Challenges ::
• A. Write out the passage of the interview with C.M. Halstead from "A. Everywhere! That" up to and including "name a few.".
• B. According to the interview with C.M. Halstead, in what town was C.M. Halstead born?

Extract provided ::
►

Life in Writing
This was a fun interview. C.M. Halstead has lead a colorful life full of all kinds of interesting adventures. In this interview we talk about his life as an army brat as well as his time as an active duty marine, his role as a father, and his influences as an author. Continue reading to find out what he had to say.
Q. Where are you from?
A. Everywhere! That is the best answer I have come up with over the years. . .I am a military brat and former military. I spent the formative periods of my life on military bases, both as an Airforce brat and as an active duty Marine. Although I was born in Hamilton, NY, I am told that by the age of one we were on the move. New Jersey, Upstate NY, Alaska, Michigan, England, and South Carolina to name a few.
Q. Do you have a job other than writing? What do you do?
A. I am a half time dad. Fortunate enough to have my 10-year-old boy every other weekend, all school holidays and all summer, I schedule all other aspects of my life around the ability to camp, travel and teach my son self-sufficiency and independence to truly excel in life. It sounds like a mission statement doesn’t it! I see parenting as the toughest job I have ever loved, and I’ve had some tough jobs.
I also volunteer through several organizations, the Sedona Foodbank, and Boys To Men organizations are two ways I currently give back to the community. I have a long history of giving back and giveaways (I have worked with men’s organizations and veterans organizations in the past)
I also mentor and teach others in various capacities, from helping them step through fears, to empowering themselves to write.

◄

Collection entries ::
►

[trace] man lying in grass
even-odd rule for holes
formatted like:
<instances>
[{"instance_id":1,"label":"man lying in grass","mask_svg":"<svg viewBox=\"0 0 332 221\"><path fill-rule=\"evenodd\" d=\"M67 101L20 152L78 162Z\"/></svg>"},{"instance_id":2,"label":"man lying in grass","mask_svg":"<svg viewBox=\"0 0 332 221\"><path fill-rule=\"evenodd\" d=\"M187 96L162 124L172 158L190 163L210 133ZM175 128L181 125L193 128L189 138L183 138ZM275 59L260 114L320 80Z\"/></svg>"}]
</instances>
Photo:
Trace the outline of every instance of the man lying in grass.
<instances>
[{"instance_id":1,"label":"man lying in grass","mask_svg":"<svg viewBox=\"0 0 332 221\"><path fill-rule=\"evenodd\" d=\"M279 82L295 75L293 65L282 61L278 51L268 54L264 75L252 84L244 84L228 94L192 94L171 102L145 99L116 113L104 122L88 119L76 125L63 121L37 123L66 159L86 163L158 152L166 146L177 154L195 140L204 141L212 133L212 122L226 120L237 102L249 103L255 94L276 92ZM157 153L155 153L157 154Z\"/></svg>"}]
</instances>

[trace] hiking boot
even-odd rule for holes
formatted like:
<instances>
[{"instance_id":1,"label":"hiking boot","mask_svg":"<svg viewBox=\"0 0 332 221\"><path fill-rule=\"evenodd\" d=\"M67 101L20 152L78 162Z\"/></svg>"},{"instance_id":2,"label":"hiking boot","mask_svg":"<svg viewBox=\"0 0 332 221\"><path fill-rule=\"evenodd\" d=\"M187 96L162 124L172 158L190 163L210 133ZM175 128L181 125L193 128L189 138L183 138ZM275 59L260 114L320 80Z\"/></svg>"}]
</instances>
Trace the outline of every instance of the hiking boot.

◄

Answers to each task ::
• A.
A. Everywhere! That is the best answer I have come up with over the years. . .I am a military brat and former military. I spent the formative periods of my life on military bases, both as an Airforce brat and as an active duty Marine. Although I was born in Hamilton, NY, I am told that by the age of one we were on the move. New Jersey, Upstate NY, Alaska, Michigan, England, and South Carolina to name a few.

• B. Hamilton, NY.